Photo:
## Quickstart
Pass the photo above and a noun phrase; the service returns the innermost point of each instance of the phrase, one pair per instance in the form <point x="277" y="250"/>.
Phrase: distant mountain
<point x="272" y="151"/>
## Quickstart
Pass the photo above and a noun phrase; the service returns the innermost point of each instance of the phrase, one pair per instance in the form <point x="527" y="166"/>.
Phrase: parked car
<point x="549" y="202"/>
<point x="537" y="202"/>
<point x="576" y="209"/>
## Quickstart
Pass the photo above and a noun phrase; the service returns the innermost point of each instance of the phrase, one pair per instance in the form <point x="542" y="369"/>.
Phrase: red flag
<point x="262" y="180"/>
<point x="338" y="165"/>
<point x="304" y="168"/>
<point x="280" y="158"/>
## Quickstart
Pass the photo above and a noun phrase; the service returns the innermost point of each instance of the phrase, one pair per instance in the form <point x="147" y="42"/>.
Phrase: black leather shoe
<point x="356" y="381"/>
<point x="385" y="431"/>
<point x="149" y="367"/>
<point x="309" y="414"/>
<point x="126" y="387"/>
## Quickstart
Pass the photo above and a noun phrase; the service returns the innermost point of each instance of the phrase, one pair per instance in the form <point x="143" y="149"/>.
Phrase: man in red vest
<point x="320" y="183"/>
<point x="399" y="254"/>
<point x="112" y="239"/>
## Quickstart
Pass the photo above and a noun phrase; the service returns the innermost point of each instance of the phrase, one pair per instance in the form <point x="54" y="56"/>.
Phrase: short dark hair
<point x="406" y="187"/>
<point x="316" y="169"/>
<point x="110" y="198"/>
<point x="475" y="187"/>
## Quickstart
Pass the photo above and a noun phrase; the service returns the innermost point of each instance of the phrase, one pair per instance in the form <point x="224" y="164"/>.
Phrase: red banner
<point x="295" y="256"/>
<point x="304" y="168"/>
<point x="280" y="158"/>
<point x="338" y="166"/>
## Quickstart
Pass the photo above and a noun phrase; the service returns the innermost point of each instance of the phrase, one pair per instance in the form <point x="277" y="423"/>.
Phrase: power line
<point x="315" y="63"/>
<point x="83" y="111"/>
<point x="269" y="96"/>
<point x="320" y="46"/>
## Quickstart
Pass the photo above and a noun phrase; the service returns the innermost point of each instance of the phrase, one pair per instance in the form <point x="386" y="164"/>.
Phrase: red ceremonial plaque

++++++

**Exercise goal:** Return the entries above exactly as they appear.

**The output:**
Photo:
## Quickstart
Pass the photo above and a noun phrase; the service returns the innermost point of each instance of the phrase, one pair per instance in the form <point x="277" y="250"/>.
Phrase: distant mountain
<point x="272" y="151"/>
## Quickstart
Pass the photo above and a noun phrase; the service returns the innermost point of each instance of the phrase, one pair per instance in the form <point x="527" y="166"/>.
Phrase: parked car
<point x="549" y="202"/>
<point x="537" y="202"/>
<point x="576" y="209"/>
## Quickstart
Pass the photo above and a noun phrase; the service returns the innermost point of each instance of the phrase, one pair per instance in the form <point x="542" y="369"/>.
Phrase: red flag
<point x="262" y="180"/>
<point x="338" y="165"/>
<point x="304" y="168"/>
<point x="280" y="158"/>
## Quickstart
Pass the photo above and a noun phrase; the service returns the innermost point of each instance of the phrase, one pair per instance in the form <point x="147" y="42"/>.
Phrase: black leather shoe
<point x="356" y="381"/>
<point x="385" y="431"/>
<point x="149" y="367"/>
<point x="309" y="414"/>
<point x="126" y="387"/>
## Quickstart
Pass the photo above and a noun phrase; the service returns the innermost point of each instance of the phrase, one pair per instance in the form <point x="143" y="149"/>.
Phrase: man in red vest
<point x="320" y="183"/>
<point x="399" y="254"/>
<point x="112" y="239"/>
## Quickstart
Pass the photo above and a noun phrase; the service returns the innermost point of each instance of the phrase, one pair per instance in the form <point x="54" y="56"/>.
Phrase: short dark hair
<point x="406" y="187"/>
<point x="316" y="169"/>
<point x="110" y="198"/>
<point x="475" y="187"/>
## Quickstart
Pass the photo above and a noun phrase; the service returns the innermost point of each instance of the phrase, one pair per instance in the form <point x="224" y="164"/>.
Phrase: red banner
<point x="295" y="256"/>
<point x="304" y="168"/>
<point x="280" y="158"/>
<point x="338" y="166"/>
## Quickstart
Pass the photo above and a noun phrase; the service returns the innermost point of each instance of the phrase, one pair per instance in the form <point x="277" y="423"/>.
Phrase: power line
<point x="315" y="63"/>
<point x="83" y="111"/>
<point x="269" y="96"/>
<point x="320" y="46"/>
## Quickstart
Pass the photo above and a noun phrase; the service returns the innermost point of each instance of the phrase, one pair per instance in the form <point x="386" y="164"/>.
Phrase: red ceremonial plaque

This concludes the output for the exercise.